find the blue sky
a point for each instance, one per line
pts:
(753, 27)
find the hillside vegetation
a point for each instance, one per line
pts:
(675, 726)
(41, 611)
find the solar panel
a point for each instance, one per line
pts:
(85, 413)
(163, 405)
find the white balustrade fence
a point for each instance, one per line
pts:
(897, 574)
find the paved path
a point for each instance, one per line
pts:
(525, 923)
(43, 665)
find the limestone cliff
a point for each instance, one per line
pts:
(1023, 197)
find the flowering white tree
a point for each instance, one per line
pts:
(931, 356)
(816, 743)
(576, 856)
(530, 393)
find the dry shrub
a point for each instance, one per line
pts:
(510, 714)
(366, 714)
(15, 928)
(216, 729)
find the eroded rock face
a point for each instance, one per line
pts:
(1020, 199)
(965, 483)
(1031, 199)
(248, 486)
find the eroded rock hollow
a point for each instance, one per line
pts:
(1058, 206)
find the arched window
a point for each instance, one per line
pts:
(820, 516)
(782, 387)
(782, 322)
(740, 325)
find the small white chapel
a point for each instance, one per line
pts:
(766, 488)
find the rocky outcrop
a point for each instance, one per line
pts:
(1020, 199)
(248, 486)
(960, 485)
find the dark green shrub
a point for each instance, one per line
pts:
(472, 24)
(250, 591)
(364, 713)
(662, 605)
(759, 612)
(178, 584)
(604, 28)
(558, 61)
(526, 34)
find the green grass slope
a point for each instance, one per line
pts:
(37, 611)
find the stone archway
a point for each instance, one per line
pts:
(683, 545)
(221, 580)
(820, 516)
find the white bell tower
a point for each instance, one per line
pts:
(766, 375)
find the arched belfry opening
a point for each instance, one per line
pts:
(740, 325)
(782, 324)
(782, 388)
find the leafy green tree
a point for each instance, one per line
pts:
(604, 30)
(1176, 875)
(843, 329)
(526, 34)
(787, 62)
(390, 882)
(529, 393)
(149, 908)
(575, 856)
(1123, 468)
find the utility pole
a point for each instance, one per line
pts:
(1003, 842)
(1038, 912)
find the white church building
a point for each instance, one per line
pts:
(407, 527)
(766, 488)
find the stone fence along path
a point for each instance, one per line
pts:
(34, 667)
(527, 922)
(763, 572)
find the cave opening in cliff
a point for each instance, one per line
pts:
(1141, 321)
■ ■ ■ ■ ■
→ SHORT TASK: Reproduce all of the material above word for word, from its first line through its last.

→ EXPECTED ANSWER:
find the blue sky
a point for each instance, one per line
pts:
(753, 27)
find the hillside vegetation
a point for each instance, one per line
pts:
(675, 726)
(41, 611)
find the solar panel
a point for each instance, one per line
pts:
(85, 413)
(163, 405)
find the white balustrade fence
a point for each instance, one per line
pts:
(897, 574)
find the paved path
a point for each instance, one per line
pts:
(525, 923)
(43, 665)
find the limestone cliff
a point for each instance, one per line
pts:
(1023, 197)
find the flowering white tree
a point for each instance, one per line
pts:
(931, 356)
(816, 743)
(576, 856)
(530, 393)
find the dry shrub
a point for each instance, one per line
pts:
(510, 714)
(366, 714)
(15, 928)
(216, 729)
find the eroded rock face
a point for each instance, one per line
pts:
(1020, 199)
(965, 483)
(1031, 199)
(248, 486)
find the eroded rock hollow
a point for each instance, one per line
pts:
(1058, 206)
find the arched window
a point for each instance, one per line
pts:
(820, 516)
(782, 387)
(782, 322)
(740, 325)
find the small white chapel
a point for each instance, one per line
pts:
(766, 488)
find the rocky outcrop
a point for each instance, one per line
pts:
(1020, 199)
(248, 486)
(960, 485)
find the dark green shrub
a point for each instance, one per line
pts:
(472, 24)
(250, 591)
(364, 713)
(662, 605)
(759, 612)
(178, 584)
(604, 28)
(558, 61)
(526, 34)
find the green grass slope
a point for each instance, one per line
pts:
(37, 611)
find the stone archway
a point for each instance, one per line
pts:
(683, 545)
(221, 580)
(820, 516)
find the white bell tower
a point for each instance, one per line
pts:
(766, 375)
find the arched belfry opening
a point for each instance, one per line
pts:
(740, 325)
(782, 324)
(782, 388)
find the leafy green tree
a point for each instance, one per line
pts:
(604, 30)
(1176, 875)
(843, 329)
(526, 34)
(787, 62)
(390, 882)
(529, 393)
(149, 908)
(575, 856)
(1123, 468)
find the utility pole
a point for each instance, one per line
pts:
(1003, 842)
(1038, 912)
find the white church building
a point for each instance, one per line
pts:
(407, 527)
(766, 488)
find the stone fence along path
a point for each instance, one per line
pts:
(34, 667)
(527, 922)
(763, 572)
find the cave opening in cliff
a point for each instance, one per line
pts:
(1141, 321)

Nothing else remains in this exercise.